Finn's MAML (Model-Agnostic Meta-Learning, 2017, lead author) formalized the question of meta-learning at architectural level: train a model not to perform a specific task, but to be quickly fine-tunable to any task in a distribution it's seen related examples from. The framework predates the in-context-learning era by several years, but its theoretical vocabulary — task distributions, adaptation steps, the loss landscape of fine-tuning — is what modern LLM in-context-learning research either explicitly builds on or independently rediscovers. For ai100, the meta-learning lens applies directly: when an AI engine answers a probe query it's never seen before, the question of whether it "knows" the answer or is adapting on the fly is methodologically equivalent to the few-shot adaptation questions Finn's work formalized.

• _Task instructions_:
A - Set down everything in the MAML passage from "Finn's MAML (Model-Agnostic" down to "Finn's work formalized.".
B - Supply the next part of the MAML passage, picking up after its final sentence.
The records that follow come from a source separate from the MAML passage.

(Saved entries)
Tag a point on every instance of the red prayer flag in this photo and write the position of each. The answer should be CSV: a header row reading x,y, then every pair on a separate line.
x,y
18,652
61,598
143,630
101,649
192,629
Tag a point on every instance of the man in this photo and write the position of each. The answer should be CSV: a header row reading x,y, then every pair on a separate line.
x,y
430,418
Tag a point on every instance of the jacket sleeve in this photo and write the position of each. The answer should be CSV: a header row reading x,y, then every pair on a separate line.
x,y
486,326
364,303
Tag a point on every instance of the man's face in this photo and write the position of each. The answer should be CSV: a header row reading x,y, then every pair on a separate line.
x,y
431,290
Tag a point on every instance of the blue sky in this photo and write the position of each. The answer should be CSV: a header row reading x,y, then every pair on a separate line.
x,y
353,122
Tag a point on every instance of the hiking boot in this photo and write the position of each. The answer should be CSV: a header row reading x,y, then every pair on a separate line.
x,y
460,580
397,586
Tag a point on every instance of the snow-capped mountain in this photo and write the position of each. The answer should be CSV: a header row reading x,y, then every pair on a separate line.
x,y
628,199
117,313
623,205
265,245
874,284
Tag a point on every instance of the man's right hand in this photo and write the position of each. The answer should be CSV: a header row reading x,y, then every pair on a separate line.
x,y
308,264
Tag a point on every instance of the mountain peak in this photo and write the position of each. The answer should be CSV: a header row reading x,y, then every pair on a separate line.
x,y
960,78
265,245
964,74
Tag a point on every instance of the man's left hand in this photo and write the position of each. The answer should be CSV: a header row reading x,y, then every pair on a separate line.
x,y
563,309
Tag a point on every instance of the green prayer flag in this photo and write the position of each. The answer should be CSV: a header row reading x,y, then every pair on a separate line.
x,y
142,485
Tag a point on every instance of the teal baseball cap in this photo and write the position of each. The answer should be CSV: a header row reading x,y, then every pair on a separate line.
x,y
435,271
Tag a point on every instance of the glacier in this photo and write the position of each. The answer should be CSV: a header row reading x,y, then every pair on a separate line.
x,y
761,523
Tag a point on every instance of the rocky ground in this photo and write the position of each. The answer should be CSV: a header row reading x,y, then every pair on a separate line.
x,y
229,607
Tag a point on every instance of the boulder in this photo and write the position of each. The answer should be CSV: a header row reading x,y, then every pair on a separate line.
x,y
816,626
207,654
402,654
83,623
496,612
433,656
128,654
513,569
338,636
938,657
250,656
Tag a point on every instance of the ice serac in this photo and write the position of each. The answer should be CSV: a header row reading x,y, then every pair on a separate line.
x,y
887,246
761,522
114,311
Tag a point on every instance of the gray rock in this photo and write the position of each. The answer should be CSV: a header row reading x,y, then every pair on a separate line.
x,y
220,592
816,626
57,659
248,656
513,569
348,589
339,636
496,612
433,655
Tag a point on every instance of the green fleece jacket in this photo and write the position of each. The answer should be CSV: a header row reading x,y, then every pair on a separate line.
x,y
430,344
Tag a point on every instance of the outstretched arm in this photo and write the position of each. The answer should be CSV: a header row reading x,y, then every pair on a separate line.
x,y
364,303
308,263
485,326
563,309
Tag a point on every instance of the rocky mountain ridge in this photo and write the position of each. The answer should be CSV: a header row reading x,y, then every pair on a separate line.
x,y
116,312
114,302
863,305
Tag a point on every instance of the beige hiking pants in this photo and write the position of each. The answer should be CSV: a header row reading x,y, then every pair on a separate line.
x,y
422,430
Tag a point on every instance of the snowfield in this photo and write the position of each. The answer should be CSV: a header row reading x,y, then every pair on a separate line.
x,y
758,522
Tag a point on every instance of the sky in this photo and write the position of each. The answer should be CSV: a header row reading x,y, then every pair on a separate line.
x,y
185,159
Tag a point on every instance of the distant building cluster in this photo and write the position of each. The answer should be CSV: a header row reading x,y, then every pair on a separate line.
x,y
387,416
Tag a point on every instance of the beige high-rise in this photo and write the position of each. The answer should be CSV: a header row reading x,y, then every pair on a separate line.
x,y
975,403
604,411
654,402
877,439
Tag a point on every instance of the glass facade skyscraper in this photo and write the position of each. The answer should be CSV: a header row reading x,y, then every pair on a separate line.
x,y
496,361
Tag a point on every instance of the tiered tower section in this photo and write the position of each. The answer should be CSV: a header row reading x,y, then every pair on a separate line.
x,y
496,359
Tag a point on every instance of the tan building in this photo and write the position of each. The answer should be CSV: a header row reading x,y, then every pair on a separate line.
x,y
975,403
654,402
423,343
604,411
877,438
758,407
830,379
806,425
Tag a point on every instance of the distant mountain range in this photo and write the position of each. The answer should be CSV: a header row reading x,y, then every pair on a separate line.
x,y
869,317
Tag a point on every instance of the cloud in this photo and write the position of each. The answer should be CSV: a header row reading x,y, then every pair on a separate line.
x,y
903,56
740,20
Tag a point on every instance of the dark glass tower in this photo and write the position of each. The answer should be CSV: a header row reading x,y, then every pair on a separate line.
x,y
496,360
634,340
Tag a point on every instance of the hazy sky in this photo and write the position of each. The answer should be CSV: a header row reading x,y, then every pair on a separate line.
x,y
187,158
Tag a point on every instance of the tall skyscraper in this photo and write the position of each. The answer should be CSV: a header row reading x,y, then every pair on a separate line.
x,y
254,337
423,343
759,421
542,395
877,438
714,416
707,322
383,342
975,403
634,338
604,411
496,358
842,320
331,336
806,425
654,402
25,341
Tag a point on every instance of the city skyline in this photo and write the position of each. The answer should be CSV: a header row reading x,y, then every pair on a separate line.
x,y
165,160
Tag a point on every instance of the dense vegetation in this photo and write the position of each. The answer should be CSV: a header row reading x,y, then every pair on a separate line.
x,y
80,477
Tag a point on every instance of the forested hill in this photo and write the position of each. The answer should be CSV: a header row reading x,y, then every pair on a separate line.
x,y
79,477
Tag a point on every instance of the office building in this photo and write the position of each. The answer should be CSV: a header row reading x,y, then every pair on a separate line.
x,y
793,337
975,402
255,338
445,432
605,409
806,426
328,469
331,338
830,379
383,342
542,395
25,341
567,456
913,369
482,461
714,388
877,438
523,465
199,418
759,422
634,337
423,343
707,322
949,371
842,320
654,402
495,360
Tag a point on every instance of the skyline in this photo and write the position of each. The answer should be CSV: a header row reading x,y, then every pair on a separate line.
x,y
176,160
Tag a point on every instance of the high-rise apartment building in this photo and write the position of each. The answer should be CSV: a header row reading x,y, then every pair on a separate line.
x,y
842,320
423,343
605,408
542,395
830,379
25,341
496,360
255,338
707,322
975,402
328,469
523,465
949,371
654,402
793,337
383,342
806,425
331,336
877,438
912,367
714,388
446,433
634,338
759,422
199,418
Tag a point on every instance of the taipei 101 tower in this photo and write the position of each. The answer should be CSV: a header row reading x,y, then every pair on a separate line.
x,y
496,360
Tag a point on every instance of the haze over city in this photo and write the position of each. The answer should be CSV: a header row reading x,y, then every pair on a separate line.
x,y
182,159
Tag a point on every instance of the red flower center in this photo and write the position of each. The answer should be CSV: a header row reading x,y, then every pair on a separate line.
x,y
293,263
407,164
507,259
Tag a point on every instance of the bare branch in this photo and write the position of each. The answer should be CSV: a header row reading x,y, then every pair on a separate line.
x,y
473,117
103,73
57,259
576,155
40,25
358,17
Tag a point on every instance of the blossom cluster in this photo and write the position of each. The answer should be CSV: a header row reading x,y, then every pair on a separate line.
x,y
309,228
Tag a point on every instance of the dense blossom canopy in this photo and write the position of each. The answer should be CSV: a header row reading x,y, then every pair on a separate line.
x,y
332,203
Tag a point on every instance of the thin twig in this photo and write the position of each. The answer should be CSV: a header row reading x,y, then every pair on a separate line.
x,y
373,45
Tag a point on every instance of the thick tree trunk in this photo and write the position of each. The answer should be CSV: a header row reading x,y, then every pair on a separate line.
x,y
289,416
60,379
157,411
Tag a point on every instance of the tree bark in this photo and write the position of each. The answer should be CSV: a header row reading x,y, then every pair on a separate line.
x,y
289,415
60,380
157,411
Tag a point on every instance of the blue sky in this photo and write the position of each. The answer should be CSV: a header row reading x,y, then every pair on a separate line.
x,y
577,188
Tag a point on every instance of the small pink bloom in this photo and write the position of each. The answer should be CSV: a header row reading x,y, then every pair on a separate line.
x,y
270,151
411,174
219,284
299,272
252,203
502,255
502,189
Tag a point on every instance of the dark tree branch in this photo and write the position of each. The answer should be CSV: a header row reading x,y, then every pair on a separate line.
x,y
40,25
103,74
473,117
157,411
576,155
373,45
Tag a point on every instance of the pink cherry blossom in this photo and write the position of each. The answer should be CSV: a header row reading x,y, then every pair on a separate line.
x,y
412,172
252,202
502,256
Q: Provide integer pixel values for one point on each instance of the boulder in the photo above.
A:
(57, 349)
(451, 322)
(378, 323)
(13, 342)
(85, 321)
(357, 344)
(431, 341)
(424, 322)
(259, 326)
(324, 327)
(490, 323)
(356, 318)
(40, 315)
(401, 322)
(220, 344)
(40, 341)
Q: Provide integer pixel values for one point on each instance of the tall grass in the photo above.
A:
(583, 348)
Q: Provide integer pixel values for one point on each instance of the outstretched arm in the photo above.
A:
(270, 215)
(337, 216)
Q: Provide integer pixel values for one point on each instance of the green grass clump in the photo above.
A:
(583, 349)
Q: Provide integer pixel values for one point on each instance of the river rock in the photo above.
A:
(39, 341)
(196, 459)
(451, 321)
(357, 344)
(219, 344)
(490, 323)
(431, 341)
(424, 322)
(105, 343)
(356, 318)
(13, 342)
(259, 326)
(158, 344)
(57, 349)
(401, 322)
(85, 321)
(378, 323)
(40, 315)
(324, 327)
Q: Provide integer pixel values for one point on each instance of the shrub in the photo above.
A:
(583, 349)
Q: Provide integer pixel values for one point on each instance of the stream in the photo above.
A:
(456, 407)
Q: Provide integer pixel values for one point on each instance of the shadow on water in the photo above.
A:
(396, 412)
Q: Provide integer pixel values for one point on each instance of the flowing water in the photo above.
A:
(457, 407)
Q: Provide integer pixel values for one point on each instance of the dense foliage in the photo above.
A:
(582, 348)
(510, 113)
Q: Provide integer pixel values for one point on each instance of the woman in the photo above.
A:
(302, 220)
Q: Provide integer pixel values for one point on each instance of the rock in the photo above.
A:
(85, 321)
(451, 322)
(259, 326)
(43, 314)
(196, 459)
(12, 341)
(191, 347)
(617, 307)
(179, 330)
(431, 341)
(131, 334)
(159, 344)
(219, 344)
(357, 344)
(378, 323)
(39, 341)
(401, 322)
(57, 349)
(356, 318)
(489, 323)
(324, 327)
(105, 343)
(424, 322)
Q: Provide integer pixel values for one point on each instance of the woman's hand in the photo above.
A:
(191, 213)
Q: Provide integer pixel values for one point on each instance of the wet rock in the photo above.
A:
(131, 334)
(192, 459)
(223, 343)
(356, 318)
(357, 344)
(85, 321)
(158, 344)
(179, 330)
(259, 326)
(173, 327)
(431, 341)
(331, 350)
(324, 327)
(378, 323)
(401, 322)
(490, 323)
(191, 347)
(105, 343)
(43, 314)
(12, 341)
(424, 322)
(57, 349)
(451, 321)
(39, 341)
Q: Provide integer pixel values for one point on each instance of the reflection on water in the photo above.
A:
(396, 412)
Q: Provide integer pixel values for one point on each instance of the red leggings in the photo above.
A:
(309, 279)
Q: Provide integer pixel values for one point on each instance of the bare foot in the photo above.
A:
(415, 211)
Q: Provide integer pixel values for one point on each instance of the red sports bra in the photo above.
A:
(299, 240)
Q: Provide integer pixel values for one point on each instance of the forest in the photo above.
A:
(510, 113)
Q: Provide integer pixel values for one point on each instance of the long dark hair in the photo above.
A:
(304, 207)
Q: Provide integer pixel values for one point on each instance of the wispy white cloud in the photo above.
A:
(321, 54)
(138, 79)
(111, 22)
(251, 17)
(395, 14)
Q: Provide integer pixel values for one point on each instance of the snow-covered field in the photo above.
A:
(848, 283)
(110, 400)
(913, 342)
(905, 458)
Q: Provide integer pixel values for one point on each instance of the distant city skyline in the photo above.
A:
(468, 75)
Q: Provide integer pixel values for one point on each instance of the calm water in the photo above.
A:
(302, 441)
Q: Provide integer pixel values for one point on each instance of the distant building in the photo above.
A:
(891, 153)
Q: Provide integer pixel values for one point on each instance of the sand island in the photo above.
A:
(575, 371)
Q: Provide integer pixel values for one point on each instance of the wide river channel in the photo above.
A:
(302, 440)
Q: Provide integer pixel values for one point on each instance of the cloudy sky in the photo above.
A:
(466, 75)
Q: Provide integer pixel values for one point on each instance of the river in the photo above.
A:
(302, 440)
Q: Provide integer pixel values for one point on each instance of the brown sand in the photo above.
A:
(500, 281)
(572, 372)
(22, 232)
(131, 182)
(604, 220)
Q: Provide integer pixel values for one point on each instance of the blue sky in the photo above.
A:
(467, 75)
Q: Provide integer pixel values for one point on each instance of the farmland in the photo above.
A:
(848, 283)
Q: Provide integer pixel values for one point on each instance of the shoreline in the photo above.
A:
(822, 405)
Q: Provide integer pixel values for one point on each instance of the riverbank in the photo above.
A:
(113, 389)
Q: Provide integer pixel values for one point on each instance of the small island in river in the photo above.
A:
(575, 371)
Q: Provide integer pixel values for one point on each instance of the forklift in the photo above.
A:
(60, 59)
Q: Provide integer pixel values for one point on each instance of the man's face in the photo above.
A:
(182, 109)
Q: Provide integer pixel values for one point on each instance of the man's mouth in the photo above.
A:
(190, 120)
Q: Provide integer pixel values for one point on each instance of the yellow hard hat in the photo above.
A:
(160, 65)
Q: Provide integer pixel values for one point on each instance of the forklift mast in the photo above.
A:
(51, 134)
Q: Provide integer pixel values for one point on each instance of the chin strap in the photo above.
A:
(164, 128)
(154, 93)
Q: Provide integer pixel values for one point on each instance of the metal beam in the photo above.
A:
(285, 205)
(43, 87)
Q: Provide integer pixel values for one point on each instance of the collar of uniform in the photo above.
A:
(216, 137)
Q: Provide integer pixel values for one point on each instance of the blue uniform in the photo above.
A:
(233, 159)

• _Results for each task_:
A -
Finn's MAML (Model-Agnostic Meta-Learning, 2017, lead author) formalized the question of meta-learning at architectural level: train a model not to perform a specific task, but to be quickly fine-tunable to any task in a distribution it's seen related examples from. The framework predates the in-context-learning era by several years, but its theoretical vocabulary — task distributions, adaptation steps, the loss landscape of fine-tuning — is what modern LLM in-context-learning research either explicitly builds on or independently rediscovers. For ai100, the meta-learning lens applies directly: when an AI engine answers a probe query it's never seen before, the question of whether it "knows" the answer or is adapting on the fly is methodologically equivalent to the few-shot adaptation questions Finn's work formalized.

B -
Worth following when
you want theoretical grounding for how LLMs handle queries they weren't specifically trained for, and want the meta-learning literature that worked out the relevant frameworks before LLMs arrived.
Topics
model-agnostic meta-learning (MAML); the theoretical structure of few-shot adaptation; the bridge between meta-learning and in-context learning in LLMs.
Key works
MAML: Model-Agnostic Meta-Learning (2017, lead author); long body of work on meta-learning and robotic learning; Stanford and Physical Intelligence publications on RL/robotics.